§ **Aufgaben**:
**1)** Schreibe aus dem Textauszug alles von „Bruggen, den 10.“ bis einschließlich „1916 Bericht erstatten.“ wortgetreu ab.
**2)** Stimmen diese Aussagen mit dem Textauszug überein? (a) Der Bericht über die Bienenzucht ist in Bruggen datiert. (b) Die Durchschnittsernte eines Rassenvolks war dreimal so hoch wie die eines nicht veredelten Volks. (c) Laut Nachbemerkung arbeitete Gertrud Honegger um 1930 in Arosa. Antworte jeweils mit Ja oder Nein und belege die Antwort mit den entscheidenden Worten als wörtlichem Zitat.

§ **Textauszug**:
------------------------------------------------------------
Für das Departement des Innern,

Der Regierungsrat:

sig. Rukstuhl.

Geht – in Abschrift – an die Staatskanzlei zur Kenntnisnahme und zur sofortigen Berichtgabe an das Departement, so bald die Kantonsbürgerrechtstaxe für die Tochter Angelina Honegger einbezahlt worden ist. Das oberwähnte Namensänderungsgesuch soll dann dem Regierungsrate gleichzeitig mit der Erteilung des Kantonsbürgerrechtes vorgelegt werden. Bis zur Behandlung des erstern soll auch mit der Ausfertigung des Bürgerrechtsbriefes zugewartet werden.

St.Gallen, den 22. Dezember 1916.

Rukstuhl.

Nachbemerkung: Um 1930 war Gertrud Honegger als Büroangestellte in Arosa tätig. Später lebte sie in Ringgenberg BE. (Quelle: Bürgerbuch St.Gallen)

Quellen: Staatsarchiv St.Gallen, KA R.88-5-a (Text und Abbildung)

Sonntag, 10. Dezember 1916 – Eine Frau ist die beste Bienenzüchterin im Kanton St.Gallen

Bruggen, den 10. Dez. 1916.

Bericht über die Förderung der Bienenzucht im Kanton St.Gallen pro 1916.

Hochverehrter Herr Landammann!

Verehrte Herren Regierungsräte!

Gestatten Sie mir gütigst, dass wir Ihnen über die Förderung der Bienenzucht im Kanton St.Gallen, während des Jahres 1916 Bericht erstatten.

Allgemeines. Einem wunderschönen Vorfrühling, der sich die Völker prächtig entwickeln liess, folgte eine schlimme Zeit. Wenige Trachttage – doch reichen sie in tiefer gelegenen Gebieten so weit, dass kräftige Kolonieen [sic] eine schöne Frühjahrsernte einheimsten und davon etwas für den Imker erübrigten. Mittlere und geringe Völker aber kamen in dieser Zeit erst so recht ins Brutgeschäft und erstarkten dann, als die dauernd schlimme Witterung eintrat. Auch in diesem schlimmen Jahr ist der Unterschied zwischen Rassenvölkern und nicht rassigen durchgehends klar zum Vorschein gekommen.

Unsere Nachforschung bei 125 Imkern der ganzen deutschen Schweiz[,] welche zusammen an die 5000 Völker besitzen, ergaben, dass die Durchschnittsernte pro Rassenvolk beinahe das Doppelte der nicht veredelten Völker betrug. Dasselbe ist auch bezüglich der Maximalleistungen der Völker zu sagen.
------------------------------------------------------------
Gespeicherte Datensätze
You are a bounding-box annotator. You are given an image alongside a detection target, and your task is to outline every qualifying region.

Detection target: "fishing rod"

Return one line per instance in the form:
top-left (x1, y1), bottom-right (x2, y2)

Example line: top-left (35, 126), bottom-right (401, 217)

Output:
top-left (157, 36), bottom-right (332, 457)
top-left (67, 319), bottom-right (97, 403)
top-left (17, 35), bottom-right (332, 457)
------------------------------------------------------------
§ **Nummerierte Antworten**:
**1)**
Bruggen, den 10. Dez. 1916.

Bericht über die Förderung der Bienenzucht im Kanton St.Gallen pro 1916.

Hochverehrter Herr Landammann!

Verehrte Herren Regierungsräte!

Gestatten Sie mir gütigst, dass wir Ihnen über die Förderung der Bienenzucht im Kanton St.Gallen, während des Jahres 1916 Bericht erstatten.

**2)**
(a) Ja: „Bruggen, den 10. Dez. 1916.“
(b) Nein: „beinahe das Doppelte der nicht veredelten Völker“
(c) Ja: „Um 1930 war Gertrud Honegger als Büroangestellte in Arosa tätig.“